I don?t know if you can but I think you should count hull damage and shield damage different with a high percentage of the score coming from hull damage. The reason is because hull damage will get the kills and shield damage is easier to get higher numbers. Also I think hull healing should be a little more because there are more passive shield healing which makes it easier to get.

The base score would be off of damage and healing while the kills and deaths would modify the scores. I made an example to better explain what I am trying to say.

https://docs.google.com/spreadsheet/ccc?key=0AgHlChA__jqNdHllSFJ0YktFZWN6UWlHWWpHTFBRVGc&usp=sharing

A few other things, I think your top ten are averages so why don?t you just use everyone?s lifetime averages with no minimum plays. Then have a true top ten with people?s highest single game run also with no minimums. Or maybe just the top record so people can see what the highest someone has ever got. Like a Guinness book of galactic records.

antoniosalieri · September 2013

naz4 wrote: »

Hilbert, for TD, working better and better bud.

This can't be said enough. I hear your Match up tool is working better and better Hilbert. The effort is super appreciated. Thanks for all your work on this stuff.

mancom · September 2013

Balancing should be even easier now. I have added an autocomplete option (for users that have not enabled privacy settings) that will eliminate the need to get everyone's handles a second time.

g0h4n4 · September 2013

vegie0 wrote: »

Look I am not sure if this has been said before, but I do not qualify for the Leaderboards, as I am not on Hilbert's Friends list. In fact, he has me on ignore, and routinely tries to taunt me with that fact. Do not know why I should care, but the point I am going for, if it is not obvious enough, is that a list derived by one persons rules, and maintained by one person who is not associated with the development process. The list is in my opinion worthless. As there are some players who are surprisingly good that never really care for the ques. So I personally find the Leaderboard laughable at best. Not due to the fact that I do not appear on it, but due to the fact that his friends are more likely to achieve higher ranks due to his relationship with them.

Just an observation.

Incorrect, I was number 1 after the No BS tourney and I never knew Hilbert then. So that goes out of the window.

Since Cryptic aren't bothered with helping PVP develop, the community has had to do it and Hilbert has stepped in, using his time and expertise to form some kind of leaderboard, albeit limited as the combat log does not show everything.

Perhaps you care to join in and make your own leaderboard? Before being critical of someone's work, if you cannot make a better one or improve it, I sugest you keep your bitterness to yourself.

masterkeychnk5 · September 2013

Just put on the Valdore heal console and your stats will go up automagically! No healer prerequisites!

g0h4n4 · September 2013

masterkeychnk5 wrote: »

Just put on the Valdore heal console and your stats will go up automagically! No healer prerequisites!

lolz trollz

masterkeychnk5 · September 2013

g0h4n4 wrote: »

lolz trollz

Haha that was funny wasnt it.

But in all honesty, the hilbert leaderboard is awesome, but it has big flaws in it at the same time.

Record set:
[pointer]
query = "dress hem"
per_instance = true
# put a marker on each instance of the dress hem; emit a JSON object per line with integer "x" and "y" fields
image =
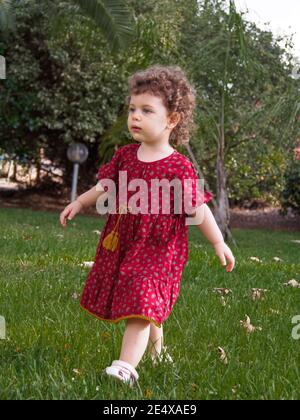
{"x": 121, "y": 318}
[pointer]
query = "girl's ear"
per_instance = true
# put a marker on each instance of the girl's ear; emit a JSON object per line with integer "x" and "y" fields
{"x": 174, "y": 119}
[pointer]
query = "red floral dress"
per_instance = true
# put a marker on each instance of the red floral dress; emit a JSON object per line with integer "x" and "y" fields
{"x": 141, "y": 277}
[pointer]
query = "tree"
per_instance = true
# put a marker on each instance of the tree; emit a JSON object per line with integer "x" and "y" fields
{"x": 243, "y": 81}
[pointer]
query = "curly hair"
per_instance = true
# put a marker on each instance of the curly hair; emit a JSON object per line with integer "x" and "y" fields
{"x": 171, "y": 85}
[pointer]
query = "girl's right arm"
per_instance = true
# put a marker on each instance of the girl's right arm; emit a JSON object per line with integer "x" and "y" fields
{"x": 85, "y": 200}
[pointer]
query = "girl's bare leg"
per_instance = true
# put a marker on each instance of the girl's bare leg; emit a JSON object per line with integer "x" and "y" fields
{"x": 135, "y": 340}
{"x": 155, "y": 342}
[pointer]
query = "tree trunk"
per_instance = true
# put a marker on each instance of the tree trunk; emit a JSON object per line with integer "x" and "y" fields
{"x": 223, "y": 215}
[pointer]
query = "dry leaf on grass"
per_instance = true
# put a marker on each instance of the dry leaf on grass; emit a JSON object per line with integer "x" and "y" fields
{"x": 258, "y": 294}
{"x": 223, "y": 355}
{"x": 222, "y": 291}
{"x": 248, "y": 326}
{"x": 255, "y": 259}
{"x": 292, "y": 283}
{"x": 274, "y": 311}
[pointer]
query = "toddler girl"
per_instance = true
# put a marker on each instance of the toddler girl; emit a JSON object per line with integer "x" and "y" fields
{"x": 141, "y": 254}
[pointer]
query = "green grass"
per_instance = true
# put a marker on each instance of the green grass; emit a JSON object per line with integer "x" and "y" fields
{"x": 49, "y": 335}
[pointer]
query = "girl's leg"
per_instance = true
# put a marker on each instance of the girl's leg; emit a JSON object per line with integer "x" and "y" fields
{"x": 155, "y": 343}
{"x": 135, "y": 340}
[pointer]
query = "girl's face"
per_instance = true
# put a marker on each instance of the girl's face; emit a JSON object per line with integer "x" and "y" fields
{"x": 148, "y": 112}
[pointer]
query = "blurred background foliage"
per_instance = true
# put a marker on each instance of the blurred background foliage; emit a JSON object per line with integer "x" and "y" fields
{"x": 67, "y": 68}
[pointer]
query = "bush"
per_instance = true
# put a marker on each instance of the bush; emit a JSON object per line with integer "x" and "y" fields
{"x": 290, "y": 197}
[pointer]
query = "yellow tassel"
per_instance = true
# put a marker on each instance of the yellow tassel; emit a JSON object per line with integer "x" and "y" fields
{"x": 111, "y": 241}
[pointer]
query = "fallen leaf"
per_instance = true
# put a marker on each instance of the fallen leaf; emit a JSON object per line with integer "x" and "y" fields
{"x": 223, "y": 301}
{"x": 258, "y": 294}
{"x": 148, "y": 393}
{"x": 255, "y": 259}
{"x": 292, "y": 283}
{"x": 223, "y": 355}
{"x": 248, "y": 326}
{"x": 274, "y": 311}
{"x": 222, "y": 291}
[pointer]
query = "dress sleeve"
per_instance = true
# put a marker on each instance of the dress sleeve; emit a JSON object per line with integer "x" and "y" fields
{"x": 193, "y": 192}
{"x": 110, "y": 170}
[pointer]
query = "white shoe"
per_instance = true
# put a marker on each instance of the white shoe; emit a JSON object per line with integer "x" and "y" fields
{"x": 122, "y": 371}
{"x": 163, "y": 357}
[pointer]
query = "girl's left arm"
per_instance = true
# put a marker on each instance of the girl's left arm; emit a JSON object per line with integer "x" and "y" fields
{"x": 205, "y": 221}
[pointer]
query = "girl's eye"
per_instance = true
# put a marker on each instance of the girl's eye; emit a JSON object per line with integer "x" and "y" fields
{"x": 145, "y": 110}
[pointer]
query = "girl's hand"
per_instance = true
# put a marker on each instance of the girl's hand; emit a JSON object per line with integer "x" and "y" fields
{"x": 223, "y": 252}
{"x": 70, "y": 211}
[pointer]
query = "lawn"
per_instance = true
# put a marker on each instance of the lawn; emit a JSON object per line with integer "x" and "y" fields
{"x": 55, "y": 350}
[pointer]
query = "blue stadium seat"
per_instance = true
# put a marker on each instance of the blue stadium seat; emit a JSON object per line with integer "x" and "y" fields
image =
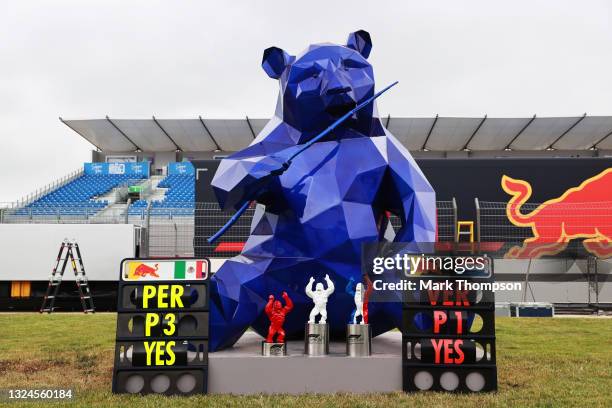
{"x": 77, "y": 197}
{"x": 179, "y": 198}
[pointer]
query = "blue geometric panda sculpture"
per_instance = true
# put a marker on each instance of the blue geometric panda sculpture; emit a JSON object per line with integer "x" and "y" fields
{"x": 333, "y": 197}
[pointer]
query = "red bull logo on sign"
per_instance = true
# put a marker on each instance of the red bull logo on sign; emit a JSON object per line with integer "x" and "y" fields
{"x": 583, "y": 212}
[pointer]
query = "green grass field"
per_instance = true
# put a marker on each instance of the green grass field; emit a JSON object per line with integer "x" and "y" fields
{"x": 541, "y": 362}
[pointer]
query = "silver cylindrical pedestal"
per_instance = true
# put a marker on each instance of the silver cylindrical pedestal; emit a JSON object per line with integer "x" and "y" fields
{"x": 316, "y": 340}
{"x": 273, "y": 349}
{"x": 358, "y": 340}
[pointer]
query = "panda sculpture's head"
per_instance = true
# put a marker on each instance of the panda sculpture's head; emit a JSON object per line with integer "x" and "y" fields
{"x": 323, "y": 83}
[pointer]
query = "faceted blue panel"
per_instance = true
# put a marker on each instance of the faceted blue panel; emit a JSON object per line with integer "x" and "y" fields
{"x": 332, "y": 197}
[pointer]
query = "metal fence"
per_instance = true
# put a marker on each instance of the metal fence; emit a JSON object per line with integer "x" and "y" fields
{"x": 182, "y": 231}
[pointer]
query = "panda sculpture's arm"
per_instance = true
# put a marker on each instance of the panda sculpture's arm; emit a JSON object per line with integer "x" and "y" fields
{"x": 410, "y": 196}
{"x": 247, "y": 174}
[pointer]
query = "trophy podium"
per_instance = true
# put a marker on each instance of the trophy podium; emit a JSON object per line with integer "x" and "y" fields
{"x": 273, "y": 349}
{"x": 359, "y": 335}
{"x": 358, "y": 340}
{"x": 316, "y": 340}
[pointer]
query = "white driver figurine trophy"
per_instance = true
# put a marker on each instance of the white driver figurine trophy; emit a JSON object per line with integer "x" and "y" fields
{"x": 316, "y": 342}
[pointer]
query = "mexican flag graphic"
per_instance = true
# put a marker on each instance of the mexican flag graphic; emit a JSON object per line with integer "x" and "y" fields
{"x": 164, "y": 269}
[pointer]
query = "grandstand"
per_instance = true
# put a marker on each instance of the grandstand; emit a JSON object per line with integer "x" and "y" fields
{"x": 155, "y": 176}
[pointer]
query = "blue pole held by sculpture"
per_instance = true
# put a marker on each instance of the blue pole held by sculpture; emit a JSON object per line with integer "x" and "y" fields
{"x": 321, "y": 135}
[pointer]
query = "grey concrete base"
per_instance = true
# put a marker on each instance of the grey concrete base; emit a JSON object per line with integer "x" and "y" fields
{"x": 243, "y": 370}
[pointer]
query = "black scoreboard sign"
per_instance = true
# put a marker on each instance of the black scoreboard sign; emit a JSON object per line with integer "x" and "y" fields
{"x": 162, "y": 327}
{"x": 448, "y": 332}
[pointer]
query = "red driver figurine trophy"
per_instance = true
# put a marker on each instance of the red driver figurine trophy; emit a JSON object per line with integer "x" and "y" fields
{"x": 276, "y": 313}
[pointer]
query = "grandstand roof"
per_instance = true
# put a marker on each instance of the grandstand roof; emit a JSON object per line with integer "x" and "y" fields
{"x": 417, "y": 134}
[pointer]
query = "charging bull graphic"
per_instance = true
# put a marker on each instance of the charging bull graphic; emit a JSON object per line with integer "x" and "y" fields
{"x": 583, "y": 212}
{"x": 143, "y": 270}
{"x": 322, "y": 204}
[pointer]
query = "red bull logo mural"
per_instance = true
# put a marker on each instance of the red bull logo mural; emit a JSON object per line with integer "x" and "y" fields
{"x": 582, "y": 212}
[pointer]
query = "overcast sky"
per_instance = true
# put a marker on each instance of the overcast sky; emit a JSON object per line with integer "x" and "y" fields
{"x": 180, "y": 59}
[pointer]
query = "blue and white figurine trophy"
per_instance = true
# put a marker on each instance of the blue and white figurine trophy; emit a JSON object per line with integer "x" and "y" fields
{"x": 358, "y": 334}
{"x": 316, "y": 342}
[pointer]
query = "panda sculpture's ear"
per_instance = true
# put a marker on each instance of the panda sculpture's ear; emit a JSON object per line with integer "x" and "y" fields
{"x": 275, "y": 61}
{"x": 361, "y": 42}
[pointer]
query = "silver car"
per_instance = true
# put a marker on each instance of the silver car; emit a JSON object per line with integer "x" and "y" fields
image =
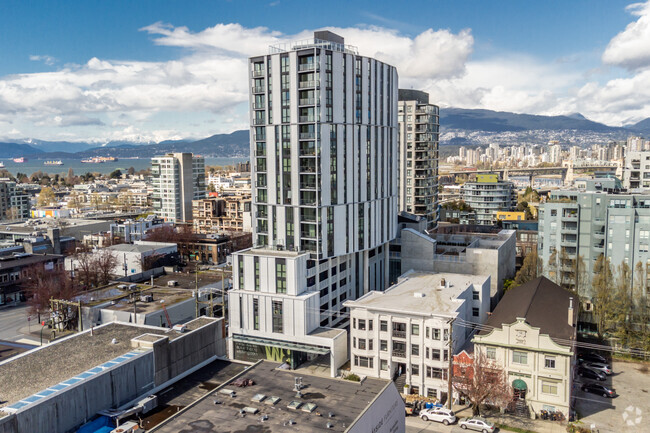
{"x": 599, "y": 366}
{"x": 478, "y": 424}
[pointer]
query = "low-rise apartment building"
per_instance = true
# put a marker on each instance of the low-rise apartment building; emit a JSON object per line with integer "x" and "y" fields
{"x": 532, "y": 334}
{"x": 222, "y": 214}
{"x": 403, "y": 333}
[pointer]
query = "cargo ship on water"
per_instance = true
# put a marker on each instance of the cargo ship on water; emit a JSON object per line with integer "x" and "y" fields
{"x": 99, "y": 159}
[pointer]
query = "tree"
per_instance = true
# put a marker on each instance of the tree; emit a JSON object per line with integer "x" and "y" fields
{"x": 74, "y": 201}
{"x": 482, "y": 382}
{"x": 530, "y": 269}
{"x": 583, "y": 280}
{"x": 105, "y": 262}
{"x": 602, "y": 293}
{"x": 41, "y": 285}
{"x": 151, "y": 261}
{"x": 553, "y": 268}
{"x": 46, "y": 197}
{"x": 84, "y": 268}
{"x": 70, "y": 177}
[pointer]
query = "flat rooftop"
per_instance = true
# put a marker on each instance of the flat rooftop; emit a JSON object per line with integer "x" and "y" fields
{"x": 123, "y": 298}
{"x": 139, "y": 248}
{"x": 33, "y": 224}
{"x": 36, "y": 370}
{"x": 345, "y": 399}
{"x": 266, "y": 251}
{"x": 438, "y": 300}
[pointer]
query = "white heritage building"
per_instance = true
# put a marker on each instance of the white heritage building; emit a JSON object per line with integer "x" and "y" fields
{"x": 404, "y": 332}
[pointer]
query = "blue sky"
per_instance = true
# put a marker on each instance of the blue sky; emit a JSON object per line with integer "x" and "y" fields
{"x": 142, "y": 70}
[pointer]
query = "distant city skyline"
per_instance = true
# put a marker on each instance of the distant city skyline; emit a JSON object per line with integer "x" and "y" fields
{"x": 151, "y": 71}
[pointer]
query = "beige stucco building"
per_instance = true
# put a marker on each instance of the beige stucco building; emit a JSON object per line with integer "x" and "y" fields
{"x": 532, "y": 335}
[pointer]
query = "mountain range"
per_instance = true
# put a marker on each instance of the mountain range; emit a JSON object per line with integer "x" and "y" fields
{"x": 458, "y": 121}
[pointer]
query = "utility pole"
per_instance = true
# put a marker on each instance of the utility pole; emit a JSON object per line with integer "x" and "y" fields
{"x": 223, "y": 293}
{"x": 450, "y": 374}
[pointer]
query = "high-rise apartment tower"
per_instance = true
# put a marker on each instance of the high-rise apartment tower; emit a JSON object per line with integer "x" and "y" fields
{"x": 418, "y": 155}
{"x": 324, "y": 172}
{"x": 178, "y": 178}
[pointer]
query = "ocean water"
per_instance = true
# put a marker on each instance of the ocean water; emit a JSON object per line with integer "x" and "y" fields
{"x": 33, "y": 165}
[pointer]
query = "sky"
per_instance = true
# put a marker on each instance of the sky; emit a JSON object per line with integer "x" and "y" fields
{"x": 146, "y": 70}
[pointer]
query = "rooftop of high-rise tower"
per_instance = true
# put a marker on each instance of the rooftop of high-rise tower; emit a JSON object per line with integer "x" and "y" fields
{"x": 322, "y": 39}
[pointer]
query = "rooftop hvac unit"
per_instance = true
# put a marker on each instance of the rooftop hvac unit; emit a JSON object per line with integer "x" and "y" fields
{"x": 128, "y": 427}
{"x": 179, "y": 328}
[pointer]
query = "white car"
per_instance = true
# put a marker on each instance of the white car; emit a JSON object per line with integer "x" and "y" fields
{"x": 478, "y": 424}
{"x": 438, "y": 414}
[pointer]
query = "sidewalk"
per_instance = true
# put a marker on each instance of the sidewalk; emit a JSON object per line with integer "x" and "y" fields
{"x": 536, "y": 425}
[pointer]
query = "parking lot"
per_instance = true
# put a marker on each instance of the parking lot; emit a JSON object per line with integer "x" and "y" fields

Stated problem 1: Duplicate the forum thread from "Look I am not" to "Just an observation.".
Stated problem 2: Report how many lines of the entries contain the string "utility", treating case as significant, and give only the number.

Task response 1:
Look I am not sure if this has been said before, but I do not qualify for the Leaderboards, as I am not on Hilbert's Friends list. In fact, he has me on ignore, and routinely tries to taunt me with that fact. Do not know why I should care, but the point I am going for, if it is not obvious enough, is that a list derived by one persons rules, and maintained by one person who is not associated with the development process. The list is in my opinion worthless. As there are some players who are surprisingly good that never really care for the ques. So I personally find the Leaderboard laughable at best. Not due to the fact that I do not appear on it, but due to the fact that his friends are more likely to achieve higher ranks due to his relationship with them.

Just an observation.

Task response 2: 2